[WHAT THE TASK ASKS]:
Decide whether each statement agrees with the post on the PQRS of redressal below, answering yes or no and quoting the words of the post that settle it. 1. A caller who must work through many IVRS menu choices while already displeased may not let the organization hear the complaint at all. 2. Complaints should stay with whoever receives them, even if that person has no interest in resolving them. 3. The disclaimer says the approach was built on the work of known theorists.

##### PROVIDED TEXT #####

Saturday, September 25, 2010

The Other Side of the Coin - The PQRS of Redressal

If you accept the four 'rights' for a complainant, then perhaps the PQRS of redressal (catchy title - check, bullets - check, simple once you've read it - check, absurdly familiar to someone else you repeat this to - check) might also be worth spending some time on. 

Disclaimer: No theorists were mangled, misquoted or otherwise publicized in creating the material for this approach. 

P for Process and Possession
  • Process: Keep the process as simple and clear-cut for your stakeholders as possible. The simpler and more direct the process, the better - if I have to push ten buttons for ten different menu choices in an IVRS when I am already displeased, or if I have to find my way through a convoluted system of reportees and authorities to air my grievance, you make an already bad situation worse. In the first case, I get frustrated to the point I do not give you the chance to even hear me out. In the second case, I am sharing my side of the story, unopposed, to every keg in the wheel before I get to the right person - which means that even internally, your image takes a hit. Imagine an employee who wants to complain about discrimination in the workplace. A single, aimless/fruitless iteration through a single department will yield you three more employees who will start to think they are also being discriminated against.
  • Possession: Once you have the complaint before you, take ownership of the issue. Nothing can be more infuriating to a complainant than to see the complaint being orphaned. In back-end service organizations, the easiest tickets are often bastardized with multiple claimants - or in sales, where people vie for the easiest/least troublesome accounts/complaints - and at the end, you have someone who's stuck with complaints he does not want to handle. It is important that the issues be owned by someone who actually wants to see a resolution - and if that is not you, then the complaint shouldn't have come to you in the first place.

##### ENTRIES #####

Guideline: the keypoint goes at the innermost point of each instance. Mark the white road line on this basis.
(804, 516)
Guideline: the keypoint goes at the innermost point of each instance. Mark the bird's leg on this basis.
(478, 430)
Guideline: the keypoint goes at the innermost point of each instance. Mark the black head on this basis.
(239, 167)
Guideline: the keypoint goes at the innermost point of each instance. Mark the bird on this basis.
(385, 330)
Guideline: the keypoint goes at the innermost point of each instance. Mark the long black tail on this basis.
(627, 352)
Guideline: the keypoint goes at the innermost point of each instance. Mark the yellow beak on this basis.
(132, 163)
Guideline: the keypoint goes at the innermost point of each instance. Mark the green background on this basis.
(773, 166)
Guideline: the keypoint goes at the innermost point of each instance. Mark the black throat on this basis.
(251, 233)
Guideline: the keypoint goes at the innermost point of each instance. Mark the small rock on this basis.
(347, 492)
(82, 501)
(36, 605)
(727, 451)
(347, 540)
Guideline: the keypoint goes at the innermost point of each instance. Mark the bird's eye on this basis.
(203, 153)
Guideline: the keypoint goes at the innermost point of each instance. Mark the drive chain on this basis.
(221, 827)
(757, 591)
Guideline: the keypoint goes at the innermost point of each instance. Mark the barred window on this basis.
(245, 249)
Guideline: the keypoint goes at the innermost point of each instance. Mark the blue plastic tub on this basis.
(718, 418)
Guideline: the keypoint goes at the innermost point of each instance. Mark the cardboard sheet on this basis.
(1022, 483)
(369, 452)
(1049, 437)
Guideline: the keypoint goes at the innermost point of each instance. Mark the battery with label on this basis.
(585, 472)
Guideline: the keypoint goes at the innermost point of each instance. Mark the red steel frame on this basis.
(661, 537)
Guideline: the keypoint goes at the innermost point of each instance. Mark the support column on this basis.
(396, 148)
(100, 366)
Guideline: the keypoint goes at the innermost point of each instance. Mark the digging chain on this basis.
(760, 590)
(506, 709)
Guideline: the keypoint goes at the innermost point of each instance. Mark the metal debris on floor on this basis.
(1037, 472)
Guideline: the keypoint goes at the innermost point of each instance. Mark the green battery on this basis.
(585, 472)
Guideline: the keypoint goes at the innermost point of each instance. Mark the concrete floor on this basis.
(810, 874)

#####

[SOLUTION FOR THIS PROBLEM]:
1. Yes: "In the first case, I get frustrated to the point I do not give you the chance to even hear me out."
2. No: "It is important that the issues be owned by someone who actually wants to see a resolution - and if that is not you, then the complaint shouldn't have come to you in the first place."
3. No: "No theorists were mangled, misquoted or otherwise publicized in creating the material for this approach."